» **Excerpt from a dataset**:
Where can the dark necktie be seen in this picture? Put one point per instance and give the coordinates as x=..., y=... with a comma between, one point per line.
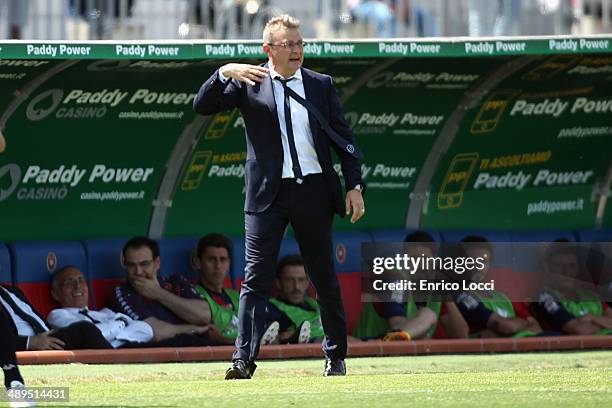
x=36, y=326
x=295, y=163
x=85, y=313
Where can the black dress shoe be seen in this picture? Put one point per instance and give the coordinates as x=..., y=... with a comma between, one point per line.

» **Brief**: Update the data above by replacing "instance" with "occurrence" wherever it occurs, and change nothing else. Omit the pictures from your answer.

» **Full output**:
Where can the dark necktie be seen in this picture? Put one point per occurrence and give the coordinates as x=..., y=... with a comma between, one point per line.
x=36, y=326
x=295, y=163
x=85, y=313
Where can the black dress shoe be seen in this picture? Put one point per occurrence and give the coordinates as x=..., y=... with a comma between, one point per line.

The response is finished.